───── Data for this task ─────

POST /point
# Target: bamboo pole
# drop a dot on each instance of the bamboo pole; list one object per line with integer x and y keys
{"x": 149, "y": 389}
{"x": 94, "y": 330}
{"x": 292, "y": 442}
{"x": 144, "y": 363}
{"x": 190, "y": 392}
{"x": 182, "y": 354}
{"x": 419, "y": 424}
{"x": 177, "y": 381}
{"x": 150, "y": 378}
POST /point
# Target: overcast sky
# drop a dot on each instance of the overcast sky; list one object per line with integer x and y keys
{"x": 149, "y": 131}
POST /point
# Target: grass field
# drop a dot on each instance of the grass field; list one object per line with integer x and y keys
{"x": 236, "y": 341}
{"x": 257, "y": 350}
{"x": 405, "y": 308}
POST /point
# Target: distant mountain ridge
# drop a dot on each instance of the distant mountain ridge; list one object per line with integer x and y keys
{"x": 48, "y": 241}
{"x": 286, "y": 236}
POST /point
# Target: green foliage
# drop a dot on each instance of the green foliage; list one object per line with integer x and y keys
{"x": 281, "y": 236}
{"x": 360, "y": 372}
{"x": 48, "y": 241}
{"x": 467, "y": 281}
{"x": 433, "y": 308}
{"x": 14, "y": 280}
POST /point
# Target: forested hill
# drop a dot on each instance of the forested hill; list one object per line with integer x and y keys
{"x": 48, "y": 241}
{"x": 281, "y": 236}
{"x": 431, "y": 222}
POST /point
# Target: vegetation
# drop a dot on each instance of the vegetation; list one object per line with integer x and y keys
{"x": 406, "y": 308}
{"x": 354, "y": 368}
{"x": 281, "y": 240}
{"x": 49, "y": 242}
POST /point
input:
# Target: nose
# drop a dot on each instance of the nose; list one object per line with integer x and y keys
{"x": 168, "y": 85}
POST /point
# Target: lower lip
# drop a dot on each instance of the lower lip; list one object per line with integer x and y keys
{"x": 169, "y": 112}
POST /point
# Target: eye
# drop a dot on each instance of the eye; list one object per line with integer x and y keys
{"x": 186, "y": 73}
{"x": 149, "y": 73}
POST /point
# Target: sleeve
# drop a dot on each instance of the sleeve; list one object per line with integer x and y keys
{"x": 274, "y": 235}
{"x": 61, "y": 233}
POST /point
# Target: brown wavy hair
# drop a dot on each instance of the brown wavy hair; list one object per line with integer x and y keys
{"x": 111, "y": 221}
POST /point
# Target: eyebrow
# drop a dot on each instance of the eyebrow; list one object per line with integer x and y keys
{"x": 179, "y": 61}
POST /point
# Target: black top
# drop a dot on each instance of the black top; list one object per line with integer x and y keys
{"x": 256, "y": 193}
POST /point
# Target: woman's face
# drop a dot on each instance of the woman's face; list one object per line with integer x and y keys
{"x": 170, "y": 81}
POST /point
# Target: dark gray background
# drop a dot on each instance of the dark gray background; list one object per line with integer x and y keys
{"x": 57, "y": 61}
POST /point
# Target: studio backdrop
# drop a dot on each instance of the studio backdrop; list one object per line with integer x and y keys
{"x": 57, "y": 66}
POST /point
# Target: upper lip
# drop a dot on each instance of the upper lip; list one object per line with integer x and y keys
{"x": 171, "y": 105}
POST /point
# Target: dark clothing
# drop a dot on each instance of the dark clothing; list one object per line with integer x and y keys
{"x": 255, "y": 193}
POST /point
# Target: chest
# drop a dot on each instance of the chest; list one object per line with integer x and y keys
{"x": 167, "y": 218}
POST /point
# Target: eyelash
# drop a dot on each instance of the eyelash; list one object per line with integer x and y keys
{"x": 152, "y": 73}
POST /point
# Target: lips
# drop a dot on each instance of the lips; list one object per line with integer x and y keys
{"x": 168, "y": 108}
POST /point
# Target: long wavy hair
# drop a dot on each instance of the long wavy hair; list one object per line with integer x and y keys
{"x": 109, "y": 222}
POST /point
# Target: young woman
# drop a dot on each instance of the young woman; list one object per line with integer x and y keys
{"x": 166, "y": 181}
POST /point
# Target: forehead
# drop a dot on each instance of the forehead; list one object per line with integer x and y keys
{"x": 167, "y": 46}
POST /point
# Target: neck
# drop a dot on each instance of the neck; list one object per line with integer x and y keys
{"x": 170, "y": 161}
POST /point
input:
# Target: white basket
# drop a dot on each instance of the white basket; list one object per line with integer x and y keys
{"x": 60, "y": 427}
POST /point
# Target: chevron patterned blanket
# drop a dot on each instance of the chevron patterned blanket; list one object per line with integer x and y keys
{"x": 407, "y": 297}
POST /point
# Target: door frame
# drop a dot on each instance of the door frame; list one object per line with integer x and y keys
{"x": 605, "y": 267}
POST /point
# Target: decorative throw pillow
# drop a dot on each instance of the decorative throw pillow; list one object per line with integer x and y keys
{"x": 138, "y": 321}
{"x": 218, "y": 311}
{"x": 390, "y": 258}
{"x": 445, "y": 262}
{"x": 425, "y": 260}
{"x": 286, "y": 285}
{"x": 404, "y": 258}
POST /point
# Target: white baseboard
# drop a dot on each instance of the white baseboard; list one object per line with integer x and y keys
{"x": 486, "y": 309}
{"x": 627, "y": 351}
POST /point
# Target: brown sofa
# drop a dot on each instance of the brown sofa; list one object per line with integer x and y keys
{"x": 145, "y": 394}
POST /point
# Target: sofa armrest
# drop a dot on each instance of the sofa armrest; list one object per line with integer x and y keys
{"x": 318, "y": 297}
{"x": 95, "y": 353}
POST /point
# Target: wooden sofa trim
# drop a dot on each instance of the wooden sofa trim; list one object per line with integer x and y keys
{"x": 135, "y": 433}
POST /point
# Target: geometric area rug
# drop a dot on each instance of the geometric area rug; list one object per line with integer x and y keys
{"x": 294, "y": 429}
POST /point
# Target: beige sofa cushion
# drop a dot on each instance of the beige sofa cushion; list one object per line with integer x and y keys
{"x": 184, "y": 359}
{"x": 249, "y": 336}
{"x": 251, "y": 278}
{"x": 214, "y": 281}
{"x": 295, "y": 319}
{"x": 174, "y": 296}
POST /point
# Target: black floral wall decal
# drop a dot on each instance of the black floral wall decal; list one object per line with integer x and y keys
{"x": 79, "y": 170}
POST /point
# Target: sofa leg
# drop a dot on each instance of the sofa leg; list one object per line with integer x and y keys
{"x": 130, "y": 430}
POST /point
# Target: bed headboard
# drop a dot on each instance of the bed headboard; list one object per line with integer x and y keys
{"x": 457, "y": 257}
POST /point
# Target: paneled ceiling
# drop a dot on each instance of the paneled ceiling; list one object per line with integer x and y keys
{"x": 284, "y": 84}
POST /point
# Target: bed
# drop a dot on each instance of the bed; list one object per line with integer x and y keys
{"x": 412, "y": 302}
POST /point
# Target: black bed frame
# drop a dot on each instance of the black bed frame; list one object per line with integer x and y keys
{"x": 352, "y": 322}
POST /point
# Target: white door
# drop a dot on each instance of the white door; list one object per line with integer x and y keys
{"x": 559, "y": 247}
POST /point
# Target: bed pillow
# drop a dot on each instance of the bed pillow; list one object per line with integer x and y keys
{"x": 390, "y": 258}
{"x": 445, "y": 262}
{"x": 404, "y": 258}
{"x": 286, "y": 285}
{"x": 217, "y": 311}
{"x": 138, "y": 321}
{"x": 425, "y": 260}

─────

§ What you need to do
Write the whole of the data out again exactly as it stands.

§ Answer area
POST /point
# Target: bamboo pole
# drop a dot on each instance of the bamboo pole; list one object per line with integer x and y keys
{"x": 149, "y": 389}
{"x": 94, "y": 330}
{"x": 292, "y": 442}
{"x": 144, "y": 363}
{"x": 190, "y": 392}
{"x": 182, "y": 354}
{"x": 419, "y": 424}
{"x": 177, "y": 381}
{"x": 150, "y": 378}
POST /point
# Target: overcast sky
# drop a dot on each instance of the overcast sky; list one object per line with integer x and y keys
{"x": 149, "y": 131}
POST /point
# Target: grass field
# drop a dot on each instance of the grass field; list one object per line with integer x and y keys
{"x": 236, "y": 341}
{"x": 257, "y": 350}
{"x": 405, "y": 308}
POST /point
# Target: distant mountain ridge
# drop a dot on each instance of the distant mountain ridge; list one object per line with integer x and y keys
{"x": 48, "y": 241}
{"x": 286, "y": 236}
POST /point
# Target: green foliage
# drop a dot on each instance of the green foliage; list one object per line with integer x and y keys
{"x": 281, "y": 236}
{"x": 360, "y": 372}
{"x": 48, "y": 241}
{"x": 467, "y": 281}
{"x": 433, "y": 308}
{"x": 14, "y": 280}
POST /point
# Target: forested hill
# drop a dot on each instance of the forested hill; list one object per line with integer x and y keys
{"x": 48, "y": 241}
{"x": 281, "y": 236}
{"x": 431, "y": 222}
POST /point
# Target: vegetation
# drop a dot on each instance of the vegetation; list one object per line with integer x and y keys
{"x": 406, "y": 308}
{"x": 354, "y": 368}
{"x": 281, "y": 240}
{"x": 49, "y": 242}
POST /point
input:
# Target: nose
# drop a dot on each instance of the nose; list one object per line with integer x and y keys
{"x": 168, "y": 85}
POST /point
# Target: lower lip
# drop a dot on each instance of the lower lip; list one object per line with integer x and y keys
{"x": 169, "y": 112}
POST /point
# Target: eye
# drop a dot on each instance of the eye; list one object per line with integer x and y keys
{"x": 186, "y": 73}
{"x": 149, "y": 73}
POST /point
# Target: sleeve
# drop a dot on each instance of the sleeve; list one object per line with integer x and y keys
{"x": 274, "y": 235}
{"x": 61, "y": 233}
POST /point
# Target: brown wavy hair
# drop a dot on each instance of the brown wavy hair; list one object per line with integer x and y keys
{"x": 111, "y": 221}
POST /point
# Target: eyebrow
# drop a dot on each instance of the eyebrow; list one object per line with integer x and y keys
{"x": 179, "y": 61}
POST /point
# Target: black top
# drop a dot on each instance of the black top; list one object per line with integer x and y keys
{"x": 256, "y": 193}
POST /point
# Target: woman's face
# drop a dot on each instance of the woman's face; list one object per line with integer x and y keys
{"x": 170, "y": 81}
POST /point
# Target: dark gray background
# drop a dot on each instance of the dark gray background; list one object per line with integer x and y keys
{"x": 57, "y": 61}
POST /point
# Target: studio backdrop
# drop a dot on each instance of the studio backdrop; list one object per line with integer x and y keys
{"x": 57, "y": 66}
POST /point
# Target: upper lip
# drop a dot on each instance of the upper lip; list one object per line with integer x and y keys
{"x": 171, "y": 105}
POST /point
# Target: dark clothing
# drop a dot on each instance of the dark clothing; list one object per line with integer x and y keys
{"x": 255, "y": 193}
POST /point
# Target: chest
# drop a dot on each instance of the chest; list one object per line with integer x and y keys
{"x": 167, "y": 218}
POST /point
# Target: eyelash
# drop a dot on each instance of the eyelash; list one object per line with integer x and y keys
{"x": 152, "y": 73}
POST /point
# Target: lips
# drop a dot on each instance of the lips; list one object per line with integer x and y keys
{"x": 168, "y": 108}
POST /point
# Target: long wavy hair
# drop a dot on each instance of the long wavy hair; list one object per line with integer x and y keys
{"x": 109, "y": 222}
POST /point
# Target: young woman
# drop a dot on each instance of the young woman; list one object per line with integer x and y keys
{"x": 166, "y": 181}
POST /point
# Target: forehead
# drop a dot on each instance of the forehead; list one object per line with integer x and y keys
{"x": 167, "y": 46}
POST /point
# Target: neck
# drop a dot on each instance of the neck; list one object per line with integer x and y keys
{"x": 170, "y": 161}
POST /point
input:
# Target: white basket
# drop a dot on each instance of the white basket; list one object per line with integer x and y keys
{"x": 60, "y": 427}
POST /point
# Target: chevron patterned blanket
# drop a dot on each instance of the chevron patterned blanket; list one object per line with integer x and y keys
{"x": 407, "y": 297}
POST /point
# Target: door frame
# drop a dot on each instance of the door frame; list one object per line with integer x and y keys
{"x": 605, "y": 267}
POST /point
# Target: decorative throw pillow
# drop a dot on each instance of the decorative throw pillow; list one object per line with integer x and y keys
{"x": 138, "y": 321}
{"x": 218, "y": 311}
{"x": 390, "y": 258}
{"x": 445, "y": 262}
{"x": 425, "y": 260}
{"x": 286, "y": 285}
{"x": 404, "y": 258}
POST /point
# Target: white baseboard
# drop a dot on each instance of the white baseboard; list one object per line with integer x and y keys
{"x": 486, "y": 309}
{"x": 627, "y": 351}
POST /point
# Target: brown sofa
# drop a dot on each instance of the brown sofa; list one object per line with integer x and y keys
{"x": 145, "y": 394}
POST /point
# Target: sofa armrest
# drop a dot on each instance of the sofa armrest; list one object per line with integer x and y keys
{"x": 318, "y": 297}
{"x": 95, "y": 353}
POST /point
# Target: wooden sofa trim
# drop a dot on each instance of the wooden sofa trim; list one object per line with integer x and y keys
{"x": 135, "y": 433}
POST /point
# Target: geometric area rug
# drop a dot on each instance of the geometric area rug; list one object per line with integer x and y keys
{"x": 294, "y": 429}
POST /point
# Target: beige sofa cushion
# drop a dot on each instance of the beige sofa cushion; list one object per line with integer x and y keys
{"x": 184, "y": 359}
{"x": 249, "y": 336}
{"x": 251, "y": 278}
{"x": 214, "y": 281}
{"x": 295, "y": 319}
{"x": 174, "y": 296}
POST /point
# Target: black floral wall decal
# drop a dot on each instance of the black floral wall decal; list one object per line with integer x and y keys
{"x": 79, "y": 170}
POST /point
# Target: sofa leg
# drop a dot on each instance of the sofa leg; list one object per line with integer x and y keys
{"x": 130, "y": 430}
POST /point
# Target: bed headboard
# drop a dot on each instance of the bed headboard; list one object per line with integer x and y keys
{"x": 457, "y": 257}
POST /point
# Target: paneled ceiling
# drop a dot on each instance of the paneled ceiling; list one object per line with integer x and y keys
{"x": 284, "y": 84}
POST /point
# Target: bed
# drop a dot on each instance of the bed; list one object per line with integer x and y keys
{"x": 412, "y": 302}
POST /point
# Target: black bed frame
# drop a dot on each instance of the black bed frame; list one object per line with integer x and y keys
{"x": 352, "y": 322}
POST /point
# Target: white door
# drop a dot on each instance of the white door; list one object per line with integer x and y keys
{"x": 559, "y": 247}
POST /point
# Target: bed pillow
# drop a dot on each instance of the bed pillow; list one object per line with integer x and y keys
{"x": 390, "y": 258}
{"x": 445, "y": 262}
{"x": 404, "y": 258}
{"x": 286, "y": 285}
{"x": 217, "y": 311}
{"x": 138, "y": 321}
{"x": 425, "y": 260}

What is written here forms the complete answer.